#### EXTRACT

GLOBE TELECOM, INC. may post a stronger fourth-quarter (Q4) performance, buoyed by seasonal increases in mobile data traffic and continued momentum in its enterprise solutions segment.
The company saw its attributable net income decline 12.8% to P5.25 billion in the third quarter from P6.02 billion a year earlier, as lower revenues and higher expenses weighed on profits.
Gross revenue for the period fell 1.68% to P44.36 billion from P45.12 billion in the same period last year.
“Our third-quarter results underscore Globe’s consistent performance and our ability to create impact beyond connectivity for more Filipino families and businesses,” Globe President and Chief Executive Officer Carl Raymond R. Cruz said in a statement on Friday.
“Looking ahead, our focus remains firmly on our customers, with our key differentiator being the ability to elevate their experience and strengthen loyalty,” he added, noting that business-to-business growth would be the company’s next catalyst for expansion.
“We remain steadfast in our vision of becoming the most valuable, trusted, and admired operator in the country in the medium term, by investing in world-class connectivity and driving innovations that help build a more inclusive and digitally empowered Philippines,” Mr. Cruz said.
For the January-to-September period, Globe posted an attributable net income of P17.69 billion, down 14.04% from P20.58 billion in the same period last year. Gross revenue fell 2.34% to P131.59 billion, while gross expenses rose 1.14% to P120.08 billion.
Mobile services remained the bulk of Globe’s revenue at P95.99 billion, followed by fixed line and home broadband services at P33.81 billion.
Globe’s equity share in Globe Fintech Innovations, Inc. (Mynt), the operator of GCash, grew 52% to P5.3 billion for the nine-month period, accounting for 25% of the company’s net income before tax.

########
#### AVAILABLE DATA

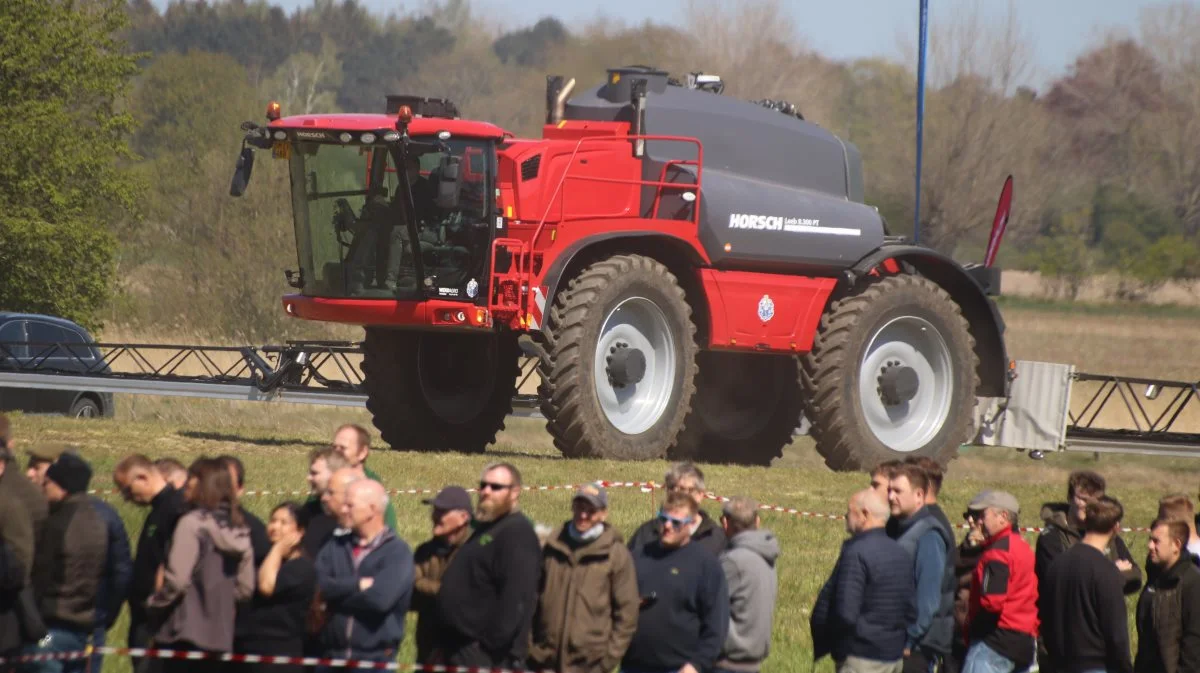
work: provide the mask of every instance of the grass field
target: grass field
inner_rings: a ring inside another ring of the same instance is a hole
[[[1200,316],[1130,316],[1120,312],[1054,312],[1044,307],[1006,306],[1010,356],[1028,360],[1073,362],[1084,371],[1164,375],[1195,380],[1200,368]],[[370,426],[362,410],[306,408],[287,404],[252,404],[179,398],[119,397],[118,417],[73,421],[61,417],[13,416],[22,443],[66,440],[78,444],[94,463],[94,487],[112,488],[110,471],[121,456],[140,451],[150,456],[174,456],[185,463],[197,456],[234,452],[247,465],[247,488],[302,491],[307,469],[305,453],[329,440],[332,428],[346,421]],[[557,486],[587,480],[661,480],[666,463],[617,461],[566,461],[558,456],[540,421],[512,419],[497,445],[485,456],[419,455],[377,451],[371,465],[389,488],[439,488],[446,483],[469,486],[490,459],[515,462],[529,485]],[[1144,527],[1153,517],[1159,495],[1182,491],[1196,493],[1200,461],[1060,453],[1033,462],[1024,453],[996,449],[967,449],[952,463],[943,492],[943,506],[958,519],[971,497],[982,488],[1012,491],[1021,501],[1024,525],[1040,525],[1042,503],[1062,500],[1067,474],[1079,467],[1098,469],[1108,476],[1110,492],[1127,507],[1126,524]],[[806,438],[799,438],[770,468],[710,467],[708,489],[719,495],[746,494],[761,503],[809,512],[841,515],[847,497],[866,483],[860,474],[827,470]],[[611,492],[611,521],[626,535],[649,518],[656,507],[655,493],[637,488]],[[125,517],[130,534],[138,534],[144,511],[107,495]],[[256,495],[246,506],[260,516],[281,500]],[[530,491],[523,509],[536,521],[556,524],[569,516],[569,491]],[[395,497],[401,530],[410,545],[428,534],[427,511],[419,495]],[[719,504],[708,505],[710,513]],[[769,673],[809,669],[811,642],[809,611],[845,537],[840,521],[763,512],[763,524],[779,534],[780,597],[774,625]],[[1027,540],[1034,536],[1027,535]],[[1146,535],[1128,533],[1127,542],[1139,559],[1145,558]],[[1132,606],[1132,601],[1130,601]],[[125,621],[112,633],[113,644],[124,644]],[[406,643],[401,661],[412,661]],[[832,671],[828,659],[818,669]],[[106,673],[126,673],[126,661],[109,660]]]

########

- DIRECTIVES -
1 – In the Globe earnings article, by what percentage did Globe's equity share in Globe Fintech Innovations, Inc. (Mynt) grow for the nine-month period?
2 – Echo the passage of the Globe earnings article starting at "For the January-to-September" and ending at "to P120.08 billion.", word for word.

- THE ANSWERS -
1 – It grew 52%, to P5.3 billion.

2 –
For the January-to-September period, Globe posted an attributable net income of P17.69 billion, down 14.04% from P20.58 billion in the same period last year. Gross revenue fell 2.34% to P131.59 billion, while gross expenses rose 1.14% to P120.08 billion.